[start Supplied material]

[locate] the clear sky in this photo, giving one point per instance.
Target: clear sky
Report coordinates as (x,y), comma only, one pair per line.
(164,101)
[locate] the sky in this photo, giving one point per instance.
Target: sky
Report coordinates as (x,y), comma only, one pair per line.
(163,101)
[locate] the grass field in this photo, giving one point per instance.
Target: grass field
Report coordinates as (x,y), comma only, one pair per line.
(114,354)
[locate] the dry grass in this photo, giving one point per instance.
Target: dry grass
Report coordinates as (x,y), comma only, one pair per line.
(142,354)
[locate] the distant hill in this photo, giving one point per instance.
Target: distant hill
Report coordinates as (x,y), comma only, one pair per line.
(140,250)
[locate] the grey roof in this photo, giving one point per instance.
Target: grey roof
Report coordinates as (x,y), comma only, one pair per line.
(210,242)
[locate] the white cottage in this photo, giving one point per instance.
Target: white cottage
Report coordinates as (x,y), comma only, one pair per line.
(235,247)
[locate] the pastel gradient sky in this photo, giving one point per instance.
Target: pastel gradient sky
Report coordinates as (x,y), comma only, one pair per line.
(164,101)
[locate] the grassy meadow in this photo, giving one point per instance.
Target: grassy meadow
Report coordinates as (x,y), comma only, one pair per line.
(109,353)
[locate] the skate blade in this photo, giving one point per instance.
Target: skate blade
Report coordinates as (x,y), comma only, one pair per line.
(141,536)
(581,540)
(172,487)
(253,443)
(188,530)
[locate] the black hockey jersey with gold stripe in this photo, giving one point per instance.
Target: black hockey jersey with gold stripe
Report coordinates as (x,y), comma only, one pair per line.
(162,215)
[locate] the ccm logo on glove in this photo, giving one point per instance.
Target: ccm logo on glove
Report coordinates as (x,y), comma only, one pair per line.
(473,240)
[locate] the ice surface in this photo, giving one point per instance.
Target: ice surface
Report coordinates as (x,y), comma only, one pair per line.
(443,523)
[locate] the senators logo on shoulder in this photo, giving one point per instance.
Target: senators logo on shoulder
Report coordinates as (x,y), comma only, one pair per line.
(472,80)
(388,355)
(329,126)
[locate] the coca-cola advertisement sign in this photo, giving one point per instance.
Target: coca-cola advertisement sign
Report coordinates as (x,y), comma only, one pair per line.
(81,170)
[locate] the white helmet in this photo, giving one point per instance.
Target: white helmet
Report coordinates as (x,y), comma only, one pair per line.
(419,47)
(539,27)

[end Supplied material]

**What you need to do**:
Please repeat the material above, word for word and in full.

**Response to this exercise**:
[locate] the clear sky in this photo, giving one point per instance.
Target: clear sky
Report coordinates as (x,y), comma only, one pair per line.
(164,101)
[locate] the sky in this photo, giving one point per instance.
Target: sky
Report coordinates as (x,y), comma only, one pair per line.
(163,101)
[locate] the grass field in this photo, giving one point per instance.
Target: grass field
Report coordinates as (x,y), comma only, one pair per line.
(114,354)
[locate] the dry grass in this photo, giving one point per instance.
Target: dry grass
Report coordinates as (x,y), comma only, one pair per line.
(142,354)
[locate] the distant hill in this photo, giving one point per instance.
Target: distant hill
Report coordinates as (x,y), comma only, one pair per line.
(140,250)
[locate] the grey roof in this photo, giving one point per instance.
Target: grey roof
Report coordinates as (x,y), comma only, one pair per line.
(210,242)
[locate] the white cottage in this photo, giving one point per instance.
Target: white cottage
Report coordinates as (x,y), comma only, one pair per line.
(235,247)
[locate] the pastel gradient sky in this photo, giving one point per instance.
Target: pastel gradient sky
Report coordinates as (x,y), comma only, one pair per line.
(164,101)
[locate] the grassy meadow in this photo, giving one point per instance.
Target: grassy meadow
Report coordinates as (x,y), comma only, one pair per line.
(109,353)
[locate] the skate blade in this photo, giving one point per instance.
Target: skate blade
Report coordinates as (x,y), comma only, one pair per line.
(141,536)
(581,540)
(172,487)
(253,443)
(188,530)
[locate] the black hockey jersey with gold stripe in this photo, giving one point per instance.
Target: black hockey jersey with gold stripe
Report coordinates as (x,y), comma only, one pair per line.
(162,215)
[locate] the ccm logo on glove in this photo, giving one point per instance.
Target: ccm logo on glove
Report coordinates as (x,y), comma only, one pair per line.
(473,240)
[locate] the ice surface in this photo, giving one point per instance.
Target: ice surface
Report coordinates as (x,y), comma only, one pair per line.
(443,523)
[locate] the senators logo on shoulder in this photo, giving one point per instance.
Target: senators logo on shoulder
Report coordinates as (x,y), comma only, one pair per line.
(472,80)
(388,355)
(329,126)
[locate] the coca-cola advertisement sign in this photo, giving one point per instance.
Target: coca-cola advertisement sign
Report coordinates as (x,y), comma only, one pair per line.
(81,170)
[locate] the white helmet in this photo, giving one point per instance.
Target: white helmet
Report coordinates as (x,y), comma only, one pair per line.
(419,47)
(539,27)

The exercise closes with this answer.